◆ **Supplied passage**:
* * * * *

The following items are required for admissions consideration into the doctoral program:
- A bachelor’s degree is required. Although a psychology major at the undergraduate level is preferred, the department has, on occasion, accepted students with undergraduate preparation in other disciplines.
- The GRE General Test and GRE Psychology Subject Test are waived for 2021 admissions and the foreseeable future. They will not be requested if not included in your application. Scores included in your application will be removed before the faculty review.
- Undergraduate or Graduate Courses in the Core Domains of Psychology. As a condition of admission, the department requires the successful completion as noted on an official transcript with a grade of C+ or better of 2 or more graduate- or undergraduate-level courses, taken at a regionally accredited college or university, in the following core domains of Psychology:
- History and Systems of Psychology, providing coverage of the origins and development of major ideas in the discipline of psychology.
- Affective Aspects of Behavior, including topics such as affect, mood, emotion, and motivation. This component can be covered in a broader course, as long as there is documentation in a provided syllabus and as long as the “affective” component is separately evaluated (paper, examination, etc.).
- Biological Aspects of Behavior: multiple underpinnings of behavior, such as neural, physiological, anatomic, and genetic aspects. A more “narrow” course in neuropsychology or psychopharmacology does not fulfill this requirement.
- Cognitive Aspects of Behavior: topics such as learning, memory, thought processes, language, decision-making. Cognitive testing or cognitive therapy courses do not, by themselves, fulfill this requirement.
- Developmental Aspects of Behavior: including transitions, growth, and development across the lifespan. A course limited to one developmental period (e.g., childhood, old age) does not fulfill this requirement.
- Social Aspects of Behavior: group processes, attributions, discrimination, and attitudes. A course in individual and cultural diversity or a course in group of family therapy do not, by themselves fulfill this requirement.

* * * * *

◆ **Data under study**:
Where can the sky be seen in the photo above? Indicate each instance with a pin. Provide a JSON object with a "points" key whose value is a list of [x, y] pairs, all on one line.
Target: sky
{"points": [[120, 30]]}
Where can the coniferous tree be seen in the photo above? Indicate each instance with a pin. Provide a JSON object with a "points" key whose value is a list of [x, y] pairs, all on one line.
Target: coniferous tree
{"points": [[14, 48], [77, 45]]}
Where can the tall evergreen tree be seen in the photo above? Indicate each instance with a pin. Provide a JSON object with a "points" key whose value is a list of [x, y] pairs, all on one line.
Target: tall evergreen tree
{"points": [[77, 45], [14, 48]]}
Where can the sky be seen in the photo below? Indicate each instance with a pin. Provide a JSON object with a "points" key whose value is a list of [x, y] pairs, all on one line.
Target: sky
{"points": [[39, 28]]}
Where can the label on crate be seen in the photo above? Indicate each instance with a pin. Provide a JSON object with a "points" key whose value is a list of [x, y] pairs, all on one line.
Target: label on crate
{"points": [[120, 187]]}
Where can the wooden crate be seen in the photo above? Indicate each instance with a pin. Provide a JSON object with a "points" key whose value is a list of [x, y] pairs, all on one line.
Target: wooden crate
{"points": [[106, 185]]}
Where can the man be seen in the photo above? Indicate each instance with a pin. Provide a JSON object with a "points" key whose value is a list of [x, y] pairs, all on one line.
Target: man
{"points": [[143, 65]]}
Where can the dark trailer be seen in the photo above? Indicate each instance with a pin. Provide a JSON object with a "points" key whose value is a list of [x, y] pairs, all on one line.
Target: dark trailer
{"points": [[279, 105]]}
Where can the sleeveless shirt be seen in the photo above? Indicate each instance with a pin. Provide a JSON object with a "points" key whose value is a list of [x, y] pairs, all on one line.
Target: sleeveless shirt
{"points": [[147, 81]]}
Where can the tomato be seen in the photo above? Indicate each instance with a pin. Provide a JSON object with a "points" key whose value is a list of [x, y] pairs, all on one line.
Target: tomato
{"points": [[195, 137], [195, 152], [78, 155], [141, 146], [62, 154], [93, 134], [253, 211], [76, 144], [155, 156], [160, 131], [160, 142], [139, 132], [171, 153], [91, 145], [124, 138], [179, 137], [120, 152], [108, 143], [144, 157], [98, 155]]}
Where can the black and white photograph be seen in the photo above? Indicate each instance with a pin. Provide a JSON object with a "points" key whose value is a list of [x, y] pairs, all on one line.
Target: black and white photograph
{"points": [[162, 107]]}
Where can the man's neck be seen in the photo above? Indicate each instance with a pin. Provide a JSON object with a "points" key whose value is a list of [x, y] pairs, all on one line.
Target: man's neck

* * * * *

◆ **Complete the following**:
A. Print the doctoral admissions requirements starting at "- Undergraduate or" and ending at "discipline of psychology.".
B. Answer these questions from the doctoral admissions requirements:
(i) What minimum grade must the core-domain courses show on an official transcript?
(ii) What happens to GRE scores that are included in an application?
(iii) What kind of course does not fulfill the Developmental Aspects of Behavior requirement?

◆ **Answers to the problems**:
A.
- Undergraduate or Graduate Courses in the Core Domains of Psychology. As a condition of admission, the department requires the successful completion as noted on an official transcript with a grade of C+ or better of 2 or more graduate- or undergraduate-level courses, taken at a regionally accredited college or university, in the following core domains of Psychology:
- History and Systems of Psychology, providing coverage of the origins and development of major ideas in the discipline of psychology.

B.
(i) A grade of C+ or better.
(ii) They are removed before the faculty review.
(iii) A course limited to one developmental period, such as childhood or old age.